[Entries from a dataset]
========================================================================
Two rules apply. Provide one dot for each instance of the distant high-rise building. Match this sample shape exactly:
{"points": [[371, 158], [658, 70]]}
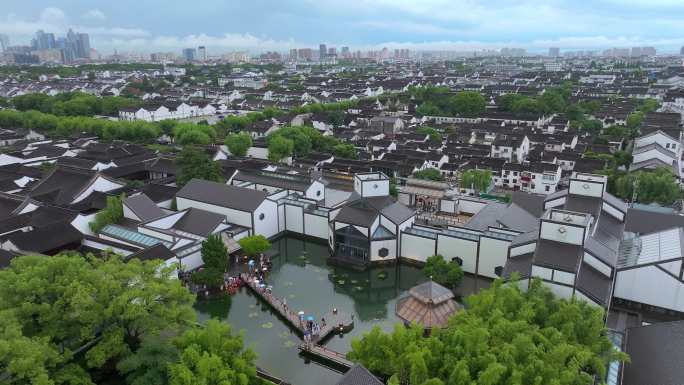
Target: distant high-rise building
{"points": [[648, 51], [305, 54], [83, 45], [4, 42], [43, 40], [189, 54], [202, 53]]}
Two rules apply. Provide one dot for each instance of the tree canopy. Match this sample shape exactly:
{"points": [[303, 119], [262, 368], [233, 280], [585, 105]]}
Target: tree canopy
{"points": [[111, 214], [279, 147], [505, 336], [51, 308], [446, 273], [189, 133], [440, 101], [345, 150], [659, 186], [215, 258], [239, 144], [480, 180], [74, 104], [435, 136], [254, 245], [429, 174], [66, 126], [212, 355], [194, 163]]}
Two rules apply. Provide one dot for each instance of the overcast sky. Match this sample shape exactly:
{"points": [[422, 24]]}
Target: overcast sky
{"points": [[260, 25]]}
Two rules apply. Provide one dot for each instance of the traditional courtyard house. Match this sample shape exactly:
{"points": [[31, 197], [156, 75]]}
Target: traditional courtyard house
{"points": [[241, 206], [575, 249], [367, 227], [429, 305], [66, 185], [280, 184], [659, 148]]}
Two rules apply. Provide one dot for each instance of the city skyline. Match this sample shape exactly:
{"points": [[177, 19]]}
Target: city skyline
{"points": [[259, 26]]}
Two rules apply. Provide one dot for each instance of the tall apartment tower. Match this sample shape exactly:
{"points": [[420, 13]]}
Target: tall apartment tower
{"points": [[202, 53]]}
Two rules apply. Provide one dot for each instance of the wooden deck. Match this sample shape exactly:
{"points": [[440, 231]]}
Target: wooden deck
{"points": [[339, 322], [326, 355]]}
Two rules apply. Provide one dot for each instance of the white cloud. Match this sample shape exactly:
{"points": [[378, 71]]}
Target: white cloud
{"points": [[228, 41], [94, 14], [55, 20]]}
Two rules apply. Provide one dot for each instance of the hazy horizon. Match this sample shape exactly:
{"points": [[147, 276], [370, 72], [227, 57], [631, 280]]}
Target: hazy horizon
{"points": [[260, 25]]}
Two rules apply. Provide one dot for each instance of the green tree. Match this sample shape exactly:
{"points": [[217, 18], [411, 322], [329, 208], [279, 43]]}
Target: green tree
{"points": [[634, 122], [504, 336], [148, 365], [254, 245], [68, 302], [300, 137], [215, 258], [592, 126], [213, 355], [429, 174], [188, 134], [215, 253], [345, 150], [649, 105], [445, 273], [435, 136], [468, 104], [111, 214], [479, 180], [279, 147], [193, 163], [659, 186], [238, 144], [429, 109]]}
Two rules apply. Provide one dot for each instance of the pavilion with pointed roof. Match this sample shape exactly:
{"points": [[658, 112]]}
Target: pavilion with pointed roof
{"points": [[428, 304]]}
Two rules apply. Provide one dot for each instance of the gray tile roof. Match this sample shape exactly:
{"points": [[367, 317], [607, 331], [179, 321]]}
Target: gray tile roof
{"points": [[643, 221], [143, 207], [558, 255], [358, 375], [219, 194], [486, 217], [597, 285], [656, 354], [199, 222]]}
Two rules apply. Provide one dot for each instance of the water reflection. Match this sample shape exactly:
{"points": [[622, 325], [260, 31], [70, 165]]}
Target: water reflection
{"points": [[301, 274]]}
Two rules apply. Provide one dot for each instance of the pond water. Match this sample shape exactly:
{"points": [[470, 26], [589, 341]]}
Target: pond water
{"points": [[300, 273]]}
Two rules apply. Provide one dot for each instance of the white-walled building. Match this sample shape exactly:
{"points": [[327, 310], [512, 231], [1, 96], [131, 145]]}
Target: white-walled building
{"points": [[660, 148]]}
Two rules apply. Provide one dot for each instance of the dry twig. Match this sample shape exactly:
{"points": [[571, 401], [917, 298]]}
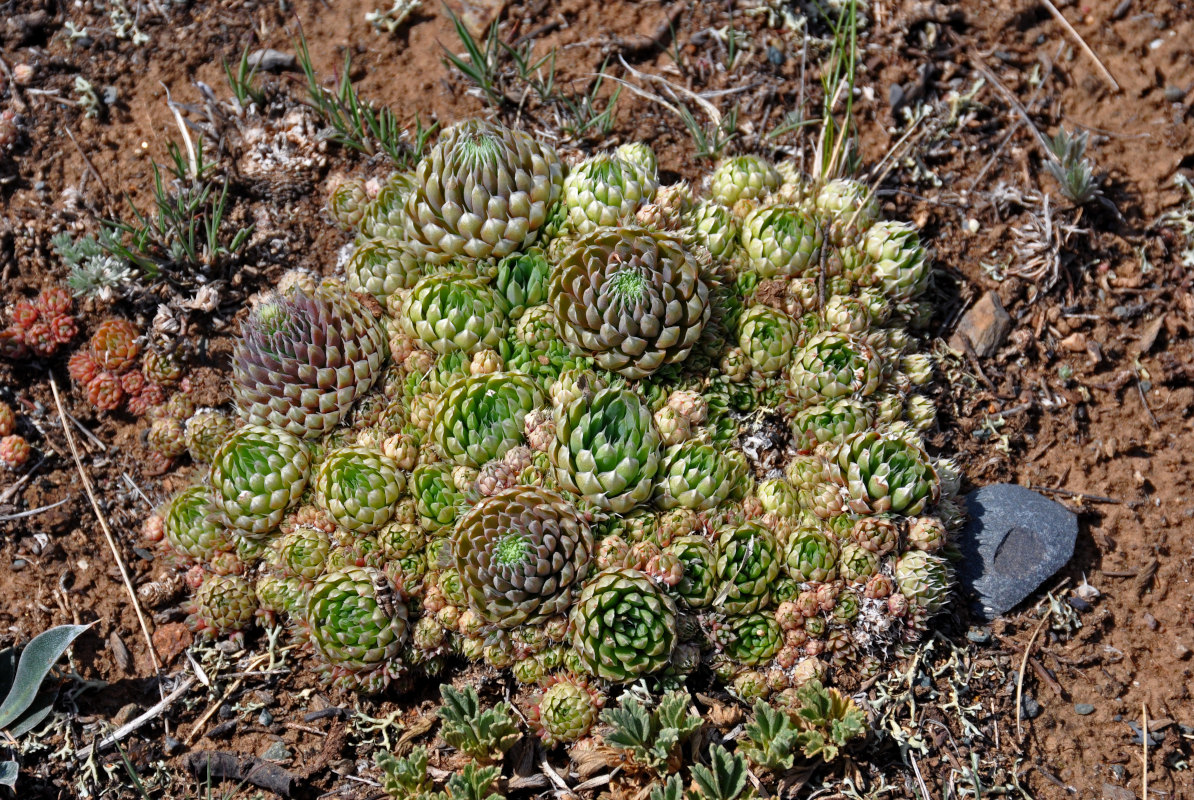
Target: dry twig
{"points": [[133, 725], [103, 524], [1020, 676], [1085, 48]]}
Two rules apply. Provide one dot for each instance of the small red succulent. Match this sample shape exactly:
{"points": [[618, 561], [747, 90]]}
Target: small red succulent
{"points": [[104, 392], [115, 344], [13, 451]]}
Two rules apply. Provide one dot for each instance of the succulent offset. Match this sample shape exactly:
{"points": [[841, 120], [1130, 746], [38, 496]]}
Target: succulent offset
{"points": [[599, 431], [482, 191], [632, 297], [522, 555], [303, 358]]}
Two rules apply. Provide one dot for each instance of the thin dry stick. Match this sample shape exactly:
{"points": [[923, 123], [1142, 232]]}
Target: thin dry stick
{"points": [[1144, 738], [1085, 48], [133, 725], [32, 512], [227, 693], [12, 490], [919, 780], [103, 524], [1020, 678], [91, 167]]}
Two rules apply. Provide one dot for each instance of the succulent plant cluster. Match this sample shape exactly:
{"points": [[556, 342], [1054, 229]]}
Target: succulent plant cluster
{"points": [[116, 371], [14, 449], [578, 425], [39, 326]]}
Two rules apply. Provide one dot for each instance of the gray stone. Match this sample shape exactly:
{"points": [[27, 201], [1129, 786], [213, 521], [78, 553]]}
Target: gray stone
{"points": [[984, 326], [272, 61], [276, 751], [1014, 541]]}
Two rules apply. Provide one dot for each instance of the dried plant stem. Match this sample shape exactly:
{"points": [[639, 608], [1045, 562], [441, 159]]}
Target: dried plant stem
{"points": [[133, 725], [227, 693], [1144, 757], [1020, 676], [1085, 48], [103, 524]]}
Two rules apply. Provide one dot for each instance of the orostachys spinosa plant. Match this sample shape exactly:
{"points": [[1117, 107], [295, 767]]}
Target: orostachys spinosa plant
{"points": [[599, 431]]}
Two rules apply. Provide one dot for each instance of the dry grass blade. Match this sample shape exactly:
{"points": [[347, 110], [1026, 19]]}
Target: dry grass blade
{"points": [[1144, 756], [1085, 48], [32, 512], [1020, 675], [133, 725], [103, 523]]}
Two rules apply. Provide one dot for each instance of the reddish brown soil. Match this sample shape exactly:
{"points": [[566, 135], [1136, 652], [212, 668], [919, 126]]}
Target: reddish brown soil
{"points": [[1114, 437]]}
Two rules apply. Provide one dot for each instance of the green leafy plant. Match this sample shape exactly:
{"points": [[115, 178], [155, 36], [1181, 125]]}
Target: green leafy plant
{"points": [[473, 783], [836, 151], [479, 62], [93, 270], [1071, 168], [355, 123], [406, 779], [712, 137], [771, 738], [582, 115], [671, 789], [185, 227], [22, 672], [393, 18], [484, 734], [241, 81], [531, 71], [828, 721], [725, 779], [652, 737]]}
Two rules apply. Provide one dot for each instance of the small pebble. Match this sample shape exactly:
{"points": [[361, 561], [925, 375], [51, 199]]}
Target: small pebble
{"points": [[127, 713], [1079, 604], [271, 60], [222, 730], [979, 635]]}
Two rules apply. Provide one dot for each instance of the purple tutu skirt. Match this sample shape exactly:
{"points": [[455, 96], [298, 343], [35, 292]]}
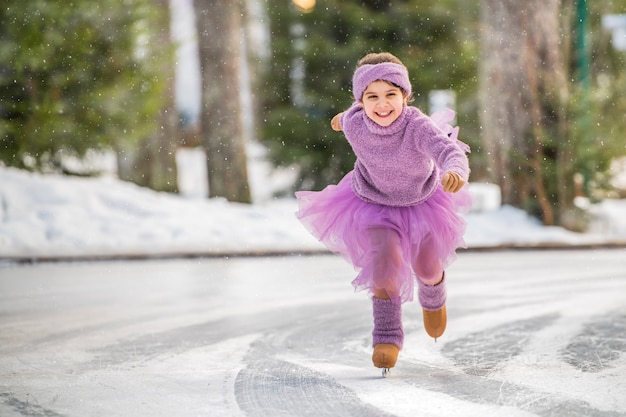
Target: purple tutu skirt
{"points": [[389, 246]]}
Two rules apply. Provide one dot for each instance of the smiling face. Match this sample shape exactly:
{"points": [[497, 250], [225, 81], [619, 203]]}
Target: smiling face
{"points": [[383, 102]]}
========================================================================
Please recast every line of the items above as a Markdown table with the columns Row and Line, numbering the rows and leaving out blank lines. Omit the pictures from your answer.

Full response
| Row | Line |
|---|---|
| 1 | Two rules apply. Provide one dot for each instance of the distant high-rise building. Match this sample shape exactly: |
| 2 | {"points": [[371, 158], [658, 70]]} |
| 3 | Target: distant high-rise building |
| 4 | {"points": [[648, 51], [305, 54], [83, 45], [4, 42], [43, 40], [189, 54], [202, 53]]} |
| 5 | Two rules apply. Provide one dot for each instance of the tree canopy. Match this sample shape exactly: |
| 6 | {"points": [[303, 119], [262, 368], [233, 280], [585, 105]]} |
| 7 | Target: tree canopy |
| 8 | {"points": [[111, 214], [279, 147], [505, 336], [51, 308], [446, 273], [189, 133], [440, 101], [345, 150], [659, 186], [215, 258], [239, 144], [480, 180], [74, 104], [435, 136], [254, 245], [429, 174], [66, 126], [212, 355], [194, 163]]} |
| 9 | Two rules apply. Provide one dot for each instance of the overcast sky. Match this sample shape exactly: |
| 10 | {"points": [[422, 24]]} |
| 11 | Target: overcast sky |
| 12 | {"points": [[260, 25]]} |
| 13 | Two rules apply. Provide one dot for each instance of the traditional courtyard house. Match this sample shape exactly: |
| 14 | {"points": [[31, 197], [156, 75]]} |
| 15 | Target: traditional courtyard house |
| 16 | {"points": [[241, 206], [575, 249], [367, 227], [429, 305], [66, 185], [280, 184], [659, 148]]} |
| 17 | Two rules apply. Provide one dot for each instance of the city skyline. Match this sample shape exactly: |
| 18 | {"points": [[177, 19]]} |
| 19 | Target: city skyline |
| 20 | {"points": [[259, 26]]} |
| 21 | Two rules apply. Provide one dot for each instance of the tall apartment tower. Match this sample shape exactly: |
| 22 | {"points": [[420, 13]]} |
| 23 | Target: tall apartment tower |
| 24 | {"points": [[202, 53]]} |
| 25 | Two rules apply. Provide one dot for each instance of the wooden deck. Match this sample shape exactly: |
| 26 | {"points": [[440, 231]]} |
| 27 | Target: wooden deck |
| 28 | {"points": [[339, 322], [326, 355]]} |
| 29 | Two rules apply. Provide one dot for each instance of the white cloud. Match this sample shape exactly: |
| 30 | {"points": [[378, 71]]} |
| 31 | Target: white cloud |
| 32 | {"points": [[228, 41], [94, 14], [55, 20]]} |
| 33 | Two rules apply. Provide one dot for each instance of the hazy horizon. Match this sample shape exactly: |
| 34 | {"points": [[147, 276], [370, 72], [227, 57], [631, 280]]} |
| 35 | Target: hazy horizon |
| 36 | {"points": [[260, 25]]} |
| 37 | Two rules apply. Provide one dot for each instance of the green tree. Match this sample shape exactly: |
| 38 | {"points": [[217, 18], [411, 322], [329, 208], [279, 43]]} |
| 39 | Target: green tree |
| 40 | {"points": [[634, 122], [504, 336], [148, 365], [254, 245], [68, 302], [300, 137], [215, 258], [592, 126], [213, 355], [429, 174], [188, 134], [215, 253], [345, 150], [649, 105], [445, 273], [435, 136], [468, 104], [111, 214], [479, 180], [279, 147], [193, 163], [659, 186], [238, 144], [429, 109]]} |
| 41 | Two rules apply. Provide one dot for each instance of the pavilion with pointed roof. Match this sample shape exactly: |
| 42 | {"points": [[658, 112]]} |
| 43 | Target: pavilion with pointed roof |
| 44 | {"points": [[428, 304]]} |
| 45 | Two rules apply. Provide one dot for each instance of the gray tile roof. Match this sample shape exactly: |
| 46 | {"points": [[367, 317], [607, 331], [179, 321]]} |
| 47 | Target: gray tile roof |
| 48 | {"points": [[643, 221], [143, 207], [558, 255], [358, 375], [219, 194], [486, 217], [597, 285], [656, 354], [199, 222]]} |
| 49 | Two rules apply. Provide one dot for each instance of the water reflection. Match this sample shape exactly: |
| 50 | {"points": [[622, 325], [260, 31], [70, 165]]} |
| 51 | Target: water reflection |
| 52 | {"points": [[301, 274]]} |
| 53 | Two rules apply. Provide one dot for each instance of the pond water. Match this sample shape exactly: |
| 54 | {"points": [[470, 26], [589, 341]]} |
| 55 | Target: pond water |
| 56 | {"points": [[300, 273]]} |
| 57 | Two rules apply. Provide one dot for each instance of the white-walled building. Match this sample shape exactly: |
| 58 | {"points": [[327, 310], [512, 231], [1, 96], [131, 145]]} |
| 59 | Target: white-walled building |
| 60 | {"points": [[660, 148]]} |
| 61 | Two rules apply. Provide one dot for each instance of the dry twig. Match this sample shape exactly: |
| 62 | {"points": [[571, 401], [917, 298]]} |
| 63 | Target: dry twig |
| 64 | {"points": [[133, 725], [103, 524], [1020, 676], [1085, 48]]} |
| 65 | Two rules apply. Provide one dot for each instance of the small red succulent. Match this sample shape exactly: |
| 66 | {"points": [[618, 561], [747, 90]]} |
| 67 | Target: small red succulent |
| 68 | {"points": [[104, 392], [115, 344], [13, 451]]} |
| 69 | Two rules apply. Provide one dot for each instance of the succulent offset. Match this sample shape exactly: |
| 70 | {"points": [[841, 120], [1130, 746], [38, 496]]} |
| 71 | Target: succulent offset |
| 72 | {"points": [[599, 431], [482, 191], [632, 297], [522, 555], [303, 358]]} |
| 73 | Two rules apply. Provide one dot for each instance of the thin dry stick. Match this sample shape exactly: |
| 74 | {"points": [[923, 123], [1142, 232]]} |
| 75 | Target: thin dry stick |
| 76 | {"points": [[1144, 738], [1085, 48], [133, 725], [32, 512], [227, 693], [12, 490], [919, 780], [103, 524], [1020, 678], [91, 167]]} |
| 77 | Two rules apply. Provide one dot for each instance of the succulent plant cluster. Match this sample shape exactly: |
| 78 | {"points": [[556, 342], [1054, 229]]} |
| 79 | Target: succulent plant cluster |
| 80 | {"points": [[116, 371], [14, 449], [578, 425], [39, 326]]} |
| 81 | Two rules apply. Provide one dot for each instance of the gray stone. Match this sample shape exactly: |
| 82 | {"points": [[27, 201], [1129, 786], [213, 521], [78, 553]]} |
| 83 | Target: gray stone |
| 84 | {"points": [[984, 326], [272, 61], [276, 751], [1014, 541]]} |
| 85 | Two rules apply. Provide one dot for each instance of the dried plant stem. Match this sample shape exactly: |
| 86 | {"points": [[639, 608], [1045, 562], [441, 159]]} |
| 87 | Target: dried plant stem |
| 88 | {"points": [[133, 725], [227, 693], [1144, 757], [1020, 676], [1085, 48], [103, 524]]} |
| 89 | Two rules apply. Provide one dot for each instance of the orostachys spinosa plant. Match this sample shape exactly: |
| 90 | {"points": [[1117, 107], [295, 767]]} |
| 91 | Target: orostachys spinosa plant |
| 92 | {"points": [[599, 431]]} |
| 93 | Two rules apply. Provide one dot for each instance of the dry grass blade. Match this sample shape exactly: |
| 94 | {"points": [[347, 110], [1026, 19]]} |
| 95 | Target: dry grass blade |
| 96 | {"points": [[1144, 756], [1085, 48], [32, 512], [1020, 675], [133, 725], [103, 523]]} |
| 97 | Two rules apply. Provide one dot for each instance of the reddish brown soil. Match this sample shape exactly: |
| 98 | {"points": [[566, 135], [1136, 652], [212, 668], [919, 126]]} |
| 99 | Target: reddish brown soil |
| 100 | {"points": [[1114, 437]]} |
| 101 | Two rules apply. Provide one dot for each instance of the green leafy plant. Match this sample shape exactly: |
| 102 | {"points": [[115, 178], [155, 36], [1181, 125]]} |
| 103 | Target: green leafy plant |
| 104 | {"points": [[473, 783], [836, 151], [479, 62], [93, 270], [1071, 168], [355, 123], [406, 779], [712, 137], [771, 738], [582, 115], [671, 789], [185, 227], [22, 672], [393, 18], [484, 734], [241, 81], [531, 71], [828, 721], [725, 779], [652, 737]]} |
| 105 | Two rules apply. Provide one dot for each instance of the small pebble. Match this sample shape exactly: |
| 106 | {"points": [[361, 561], [925, 375], [51, 199]]} |
| 107 | Target: small pebble |
| 108 | {"points": [[127, 713], [1079, 604], [271, 60], [222, 730], [979, 635]]} |
| 109 | Two rules apply. Provide one dot for each instance of the purple tutu skirt. Match this sample shape exactly: |
| 110 | {"points": [[455, 96], [298, 343], [35, 292]]} |
| 111 | Target: purple tutu skirt |
| 112 | {"points": [[389, 246]]} |
| 113 | Two rules apply. Provide one dot for each instance of the smiling face. Match this sample shape exactly: |
| 114 | {"points": [[497, 250], [225, 81], [619, 203]]} |
| 115 | Target: smiling face |
| 116 | {"points": [[383, 102]]} |